## Exercise details
Reproduce the following material line for line, with no changes.

## Raw data

================

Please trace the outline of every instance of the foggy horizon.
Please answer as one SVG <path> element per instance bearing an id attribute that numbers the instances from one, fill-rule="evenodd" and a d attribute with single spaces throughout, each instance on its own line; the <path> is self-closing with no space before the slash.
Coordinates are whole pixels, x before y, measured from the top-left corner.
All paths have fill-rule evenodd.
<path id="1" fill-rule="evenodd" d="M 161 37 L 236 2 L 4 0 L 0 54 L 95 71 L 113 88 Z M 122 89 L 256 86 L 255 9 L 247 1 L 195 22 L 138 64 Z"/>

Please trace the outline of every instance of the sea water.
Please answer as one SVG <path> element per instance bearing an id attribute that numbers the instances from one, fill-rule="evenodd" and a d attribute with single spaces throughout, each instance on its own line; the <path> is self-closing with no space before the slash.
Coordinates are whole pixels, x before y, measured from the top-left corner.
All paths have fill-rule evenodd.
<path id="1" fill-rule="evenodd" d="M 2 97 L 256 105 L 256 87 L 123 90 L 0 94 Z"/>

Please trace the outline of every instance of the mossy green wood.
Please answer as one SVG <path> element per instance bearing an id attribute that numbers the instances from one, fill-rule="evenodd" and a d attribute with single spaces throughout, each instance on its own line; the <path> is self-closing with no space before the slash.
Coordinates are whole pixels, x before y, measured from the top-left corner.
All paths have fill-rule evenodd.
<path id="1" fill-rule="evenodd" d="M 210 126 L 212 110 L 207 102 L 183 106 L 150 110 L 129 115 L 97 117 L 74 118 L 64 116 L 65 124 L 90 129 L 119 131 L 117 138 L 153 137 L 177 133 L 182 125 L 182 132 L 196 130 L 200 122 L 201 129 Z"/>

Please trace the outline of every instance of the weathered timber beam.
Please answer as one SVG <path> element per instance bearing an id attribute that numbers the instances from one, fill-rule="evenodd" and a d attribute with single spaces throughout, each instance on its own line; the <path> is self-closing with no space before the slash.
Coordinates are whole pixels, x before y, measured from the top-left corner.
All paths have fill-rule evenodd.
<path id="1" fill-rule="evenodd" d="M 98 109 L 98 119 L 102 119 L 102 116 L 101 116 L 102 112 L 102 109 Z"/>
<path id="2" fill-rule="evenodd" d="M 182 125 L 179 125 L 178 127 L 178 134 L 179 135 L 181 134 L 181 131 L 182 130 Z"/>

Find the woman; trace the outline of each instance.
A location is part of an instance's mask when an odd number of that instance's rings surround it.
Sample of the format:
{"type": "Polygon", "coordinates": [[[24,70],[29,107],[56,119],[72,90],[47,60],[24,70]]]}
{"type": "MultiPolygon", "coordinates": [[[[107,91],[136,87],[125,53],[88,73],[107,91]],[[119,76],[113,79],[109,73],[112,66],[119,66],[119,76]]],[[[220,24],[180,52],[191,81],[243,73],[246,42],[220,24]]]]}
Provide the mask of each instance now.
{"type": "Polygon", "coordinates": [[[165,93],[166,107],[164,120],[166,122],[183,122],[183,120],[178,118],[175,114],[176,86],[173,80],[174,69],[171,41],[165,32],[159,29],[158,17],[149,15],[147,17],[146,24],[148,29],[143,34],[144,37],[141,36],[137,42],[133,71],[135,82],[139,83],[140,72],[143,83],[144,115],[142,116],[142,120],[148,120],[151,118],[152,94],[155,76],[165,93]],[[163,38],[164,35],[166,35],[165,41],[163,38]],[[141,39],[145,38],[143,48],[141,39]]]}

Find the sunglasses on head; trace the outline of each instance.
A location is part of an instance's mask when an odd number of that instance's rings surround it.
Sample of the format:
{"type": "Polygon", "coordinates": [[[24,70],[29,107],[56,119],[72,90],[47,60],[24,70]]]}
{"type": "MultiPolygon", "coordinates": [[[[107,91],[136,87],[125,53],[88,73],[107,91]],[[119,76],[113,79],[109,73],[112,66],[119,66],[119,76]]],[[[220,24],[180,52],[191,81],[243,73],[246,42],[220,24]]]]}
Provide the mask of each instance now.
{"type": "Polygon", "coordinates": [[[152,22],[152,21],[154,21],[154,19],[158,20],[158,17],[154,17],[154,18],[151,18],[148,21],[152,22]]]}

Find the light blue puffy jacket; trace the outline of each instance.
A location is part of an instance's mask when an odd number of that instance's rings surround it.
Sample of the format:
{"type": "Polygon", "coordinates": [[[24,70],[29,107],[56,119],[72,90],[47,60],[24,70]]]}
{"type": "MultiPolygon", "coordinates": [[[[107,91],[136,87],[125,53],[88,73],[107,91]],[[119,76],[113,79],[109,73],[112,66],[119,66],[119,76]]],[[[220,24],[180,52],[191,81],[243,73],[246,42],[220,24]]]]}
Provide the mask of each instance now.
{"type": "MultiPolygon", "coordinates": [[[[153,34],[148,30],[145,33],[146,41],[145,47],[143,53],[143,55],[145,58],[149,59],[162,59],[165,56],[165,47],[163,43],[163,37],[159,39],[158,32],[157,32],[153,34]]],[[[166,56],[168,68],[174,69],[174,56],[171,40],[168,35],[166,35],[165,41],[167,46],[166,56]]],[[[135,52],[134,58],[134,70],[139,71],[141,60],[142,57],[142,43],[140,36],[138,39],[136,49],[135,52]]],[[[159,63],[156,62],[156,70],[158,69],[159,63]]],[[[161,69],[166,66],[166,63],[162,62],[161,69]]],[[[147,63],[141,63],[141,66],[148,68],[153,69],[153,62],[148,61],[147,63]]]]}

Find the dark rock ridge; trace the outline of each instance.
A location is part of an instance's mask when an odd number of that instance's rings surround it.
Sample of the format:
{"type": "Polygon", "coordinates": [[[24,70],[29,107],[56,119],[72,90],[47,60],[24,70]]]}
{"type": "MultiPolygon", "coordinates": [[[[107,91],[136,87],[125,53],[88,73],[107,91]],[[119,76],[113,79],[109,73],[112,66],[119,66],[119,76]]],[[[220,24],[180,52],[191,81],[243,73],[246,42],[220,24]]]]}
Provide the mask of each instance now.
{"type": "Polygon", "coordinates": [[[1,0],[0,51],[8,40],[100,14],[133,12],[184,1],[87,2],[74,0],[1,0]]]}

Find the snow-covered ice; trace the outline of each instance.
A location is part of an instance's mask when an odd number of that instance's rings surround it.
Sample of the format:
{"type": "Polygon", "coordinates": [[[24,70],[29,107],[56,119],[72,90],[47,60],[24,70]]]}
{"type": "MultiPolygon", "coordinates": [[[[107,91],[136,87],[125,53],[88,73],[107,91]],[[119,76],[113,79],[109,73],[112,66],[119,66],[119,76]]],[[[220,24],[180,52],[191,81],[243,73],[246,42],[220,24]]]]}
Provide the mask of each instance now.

================

## Solved exercise
Please trace the outline of every instance of the foggy horizon.
Please answer as one SVG <path> element per instance bearing an id attribute that numbers the instances from one, fill-rule="evenodd" and a d attribute with single spaces throughout, each instance on its own line; the <path> is self-closing with no space before the slash.
Coordinates are whole pixels, x before y, measured from the top-left corner.
All paths have fill-rule evenodd.
<path id="1" fill-rule="evenodd" d="M 161 37 L 236 2 L 4 0 L 0 54 L 95 71 L 113 88 Z M 122 89 L 256 86 L 255 9 L 247 1 L 195 22 L 138 64 Z"/>

Please trace the outline of every instance of the sea water.
Please answer as one SVG <path> element per instance bearing an id attribute that numbers the instances from one, fill-rule="evenodd" and a d attribute with single spaces throughout, each instance on its own line; the <path> is self-closing with no space before the slash.
Coordinates are whole pixels, x before y, measured from the top-left corner.
All paths have fill-rule evenodd.
<path id="1" fill-rule="evenodd" d="M 2 97 L 256 105 L 256 87 L 123 90 L 0 94 Z"/>

Please trace the outline of every instance of the mossy green wood.
Please answer as one SVG <path> element per instance bearing an id attribute that numbers the instances from one, fill-rule="evenodd" and a d attribute with single spaces throughout, each instance on its own line; the <path> is self-closing with no space before the slash.
Coordinates are whole pixels, x before y, measured from the top-left corner.
All paths have fill-rule evenodd.
<path id="1" fill-rule="evenodd" d="M 210 126 L 212 110 L 207 102 L 183 106 L 150 110 L 129 115 L 97 117 L 74 118 L 64 116 L 65 124 L 90 129 L 119 131 L 117 138 L 153 137 L 177 133 L 182 125 L 182 132 L 196 130 L 200 122 L 201 129 Z"/>

Please trace the outline of every instance of the weathered timber beam.
Please answer as one SVG <path> element per instance bearing an id attribute that numbers the instances from one, fill-rule="evenodd" and a d attribute with single spaces throughout, each instance on its own line; the <path> is self-closing with no space before the slash.
Coordinates are whole pixels, x before y, measured from the top-left corner.
All paths have fill-rule evenodd.
<path id="1" fill-rule="evenodd" d="M 98 109 L 98 119 L 102 119 L 102 116 L 101 116 L 102 112 L 102 109 Z"/>
<path id="2" fill-rule="evenodd" d="M 182 125 L 179 125 L 178 127 L 178 134 L 179 135 L 181 134 L 181 131 L 182 130 Z"/>

Find the woman; trace the outline of each instance.
A location is part of an instance's mask when an odd number of that instance's rings surround it.
Sample of the format:
{"type": "Polygon", "coordinates": [[[24,70],[29,107],[56,119],[72,90],[47,60],[24,70]]]}
{"type": "MultiPolygon", "coordinates": [[[[107,91],[136,87],[125,53],[88,73],[107,91]],[[119,76],[113,79],[109,73],[112,66],[119,66],[119,76]]],[[[220,24],[180,52],[191,81],[243,73],[246,42],[220,24]]]]}
Provide the mask of each instance now.
{"type": "Polygon", "coordinates": [[[165,93],[166,107],[164,120],[166,122],[183,122],[183,120],[178,118],[175,114],[176,86],[173,80],[174,69],[171,41],[165,32],[159,29],[158,17],[149,15],[147,17],[146,24],[148,29],[143,34],[144,37],[141,36],[137,42],[133,71],[135,82],[139,83],[140,72],[143,83],[144,115],[142,116],[142,120],[148,120],[151,118],[152,94],[155,76],[165,93]],[[163,38],[164,35],[166,35],[165,41],[163,38]],[[141,39],[145,38],[143,48],[141,39]]]}

Find the sunglasses on head; trace the outline of each instance.
A location is part of an instance's mask when an odd number of that instance's rings surround it.
Sample of the format:
{"type": "Polygon", "coordinates": [[[24,70],[29,107],[56,119],[72,90],[47,60],[24,70]]]}
{"type": "MultiPolygon", "coordinates": [[[[107,91],[136,87],[125,53],[88,73],[107,91]],[[119,76],[113,79],[109,73],[112,66],[119,66],[119,76]]],[[[220,24],[180,52],[191,81],[243,73],[246,42],[220,24]]]]}
Provide the mask of each instance now.
{"type": "Polygon", "coordinates": [[[152,22],[152,21],[154,21],[154,19],[158,20],[158,17],[154,17],[154,18],[151,18],[148,21],[152,22]]]}

Find the light blue puffy jacket; trace the outline of each instance.
A location is part of an instance's mask when an odd number of that instance's rings surround it.
Sample of the format:
{"type": "Polygon", "coordinates": [[[24,70],[29,107],[56,119],[72,90],[47,60],[24,70]]]}
{"type": "MultiPolygon", "coordinates": [[[[107,91],[136,87],[125,53],[88,73],[107,91]],[[119,76],[113,79],[109,73],[112,66],[119,66],[119,76]]],[[[220,24],[180,52],[191,81],[243,73],[246,42],[220,24]]]]}
Provide the mask of each instance now.
{"type": "MultiPolygon", "coordinates": [[[[153,34],[148,30],[145,33],[146,41],[145,47],[143,53],[143,55],[145,58],[149,59],[162,59],[165,56],[165,47],[163,43],[163,37],[159,39],[158,32],[157,32],[153,34]]],[[[166,56],[168,68],[174,69],[174,56],[171,40],[168,35],[166,35],[165,41],[167,46],[166,56]]],[[[135,52],[134,58],[134,70],[139,71],[141,60],[142,57],[142,43],[140,36],[138,39],[136,49],[135,52]]],[[[159,63],[156,62],[156,70],[158,69],[159,63]]],[[[161,69],[166,66],[166,63],[162,62],[161,69]]],[[[147,63],[141,63],[141,66],[148,68],[153,69],[153,62],[148,61],[147,63]]]]}

Find the dark rock ridge; trace the outline of each instance.
A location is part of an instance's mask when an odd number of that instance's rings surround it.
Sample of the format:
{"type": "Polygon", "coordinates": [[[24,70],[29,107],[56,119],[72,90],[47,60],[24,70]]]}
{"type": "MultiPolygon", "coordinates": [[[[107,91],[136,87],[125,53],[88,73],[107,91]],[[119,76],[113,79],[109,73],[112,66],[119,66],[119,76]]],[[[220,24],[180,52],[191,81],[243,73],[246,42],[220,24]]]]}
Provide the mask of each instance now.
{"type": "Polygon", "coordinates": [[[1,0],[0,51],[8,40],[100,14],[133,12],[184,1],[87,2],[74,0],[1,0]]]}

Find the snow-covered ice; trace the outline of each instance.
A location is part of an instance's mask when an odd number of that instance's rings surround it.
Sample of the format:
{"type": "Polygon", "coordinates": [[[24,70],[29,107],[56,119],[72,90],[47,60],[24,70]]]}
{"type": "MultiPolygon", "coordinates": [[[[107,91],[136,87],[125,53],[88,73],[107,91]],[[119,76],[113,79],[109,73],[112,66],[119,66],[119,76]]],[[[220,24],[180,52],[191,81],[243,73],[246,42],[220,24]]]]}
Provide the mask of each instance now.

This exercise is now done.